* **Task description**
Rewrite the records below with "village house" swapped for "village home" and everything else left unchanged.

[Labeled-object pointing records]
========
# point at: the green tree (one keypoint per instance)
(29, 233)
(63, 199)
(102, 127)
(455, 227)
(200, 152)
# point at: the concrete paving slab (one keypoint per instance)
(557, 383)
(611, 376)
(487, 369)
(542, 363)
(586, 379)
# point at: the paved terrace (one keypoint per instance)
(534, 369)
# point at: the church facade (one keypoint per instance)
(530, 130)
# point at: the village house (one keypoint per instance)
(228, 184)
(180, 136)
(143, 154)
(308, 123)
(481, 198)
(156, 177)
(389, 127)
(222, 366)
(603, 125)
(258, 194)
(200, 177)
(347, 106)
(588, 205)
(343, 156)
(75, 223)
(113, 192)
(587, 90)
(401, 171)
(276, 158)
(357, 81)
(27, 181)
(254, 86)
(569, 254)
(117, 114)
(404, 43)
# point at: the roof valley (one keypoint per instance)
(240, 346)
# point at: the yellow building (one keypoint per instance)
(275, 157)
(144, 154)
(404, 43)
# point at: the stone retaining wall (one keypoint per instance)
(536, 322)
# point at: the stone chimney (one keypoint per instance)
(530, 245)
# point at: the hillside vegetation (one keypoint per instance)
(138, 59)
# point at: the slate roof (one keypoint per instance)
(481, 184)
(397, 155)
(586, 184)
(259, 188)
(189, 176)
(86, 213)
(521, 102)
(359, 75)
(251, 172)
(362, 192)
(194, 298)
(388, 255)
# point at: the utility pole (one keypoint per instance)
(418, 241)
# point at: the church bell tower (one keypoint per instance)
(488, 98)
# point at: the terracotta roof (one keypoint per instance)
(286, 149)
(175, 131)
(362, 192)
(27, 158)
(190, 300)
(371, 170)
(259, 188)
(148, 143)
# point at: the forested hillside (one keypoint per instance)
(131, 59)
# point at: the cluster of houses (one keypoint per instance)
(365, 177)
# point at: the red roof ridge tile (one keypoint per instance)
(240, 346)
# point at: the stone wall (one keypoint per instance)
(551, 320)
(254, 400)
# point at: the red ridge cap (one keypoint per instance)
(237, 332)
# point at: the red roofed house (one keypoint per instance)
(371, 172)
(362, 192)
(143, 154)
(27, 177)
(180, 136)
========
* **Task answer**
# point at: the green tree (one keypoint per instance)
(29, 233)
(63, 199)
(102, 127)
(455, 227)
(200, 152)
# point at: the concrete paving slab (one keypoint per instance)
(557, 383)
(611, 376)
(487, 369)
(542, 363)
(586, 379)
# point at: the paved terrace (one keypoint per instance)
(534, 369)
# point at: the church facade (one keypoint per instance)
(530, 130)
# point at: the village home (one keypoint per instance)
(228, 184)
(180, 136)
(143, 154)
(308, 123)
(481, 198)
(156, 177)
(389, 127)
(222, 366)
(603, 125)
(258, 194)
(200, 177)
(347, 106)
(588, 205)
(343, 156)
(75, 223)
(113, 192)
(587, 90)
(401, 171)
(276, 158)
(357, 81)
(27, 181)
(254, 86)
(569, 254)
(117, 114)
(404, 43)
# point at: the roof valley (one keypoint per instance)
(240, 346)
# point at: the yellow building (one keypoint per instance)
(275, 157)
(144, 154)
(404, 43)
# point at: the stone retaining wall (one keypoint per instance)
(536, 322)
# point at: the stone chimney (one keypoint per instance)
(530, 245)
# point at: the hillside vegetation (one keypoint per instance)
(138, 59)
# point at: the slate roof (one keypoint per instance)
(481, 184)
(397, 155)
(586, 184)
(259, 188)
(189, 176)
(86, 213)
(521, 102)
(359, 75)
(251, 172)
(362, 192)
(194, 298)
(388, 255)
# point at: the utility pole (one keypoint per instance)
(418, 241)
# point at: the church bell tower (one keypoint per instance)
(488, 98)
# point at: the terracotta roof (one keypoint per instance)
(286, 149)
(175, 131)
(362, 192)
(27, 158)
(190, 300)
(371, 170)
(259, 188)
(148, 143)
# point at: the forested hillside (one keypoint per instance)
(131, 59)
# point at: the cluster of houses (one keypoint per instance)
(365, 177)
# point at: the red roof ridge tile (one keypoint per instance)
(240, 346)
# point at: the stone wall (one keypoint per instance)
(551, 320)
(254, 400)
# point at: the red ridge cap (one keypoint per instance)
(237, 332)
# point at: the red roofed house (one keypoint per instance)
(371, 172)
(362, 192)
(143, 154)
(27, 177)
(180, 136)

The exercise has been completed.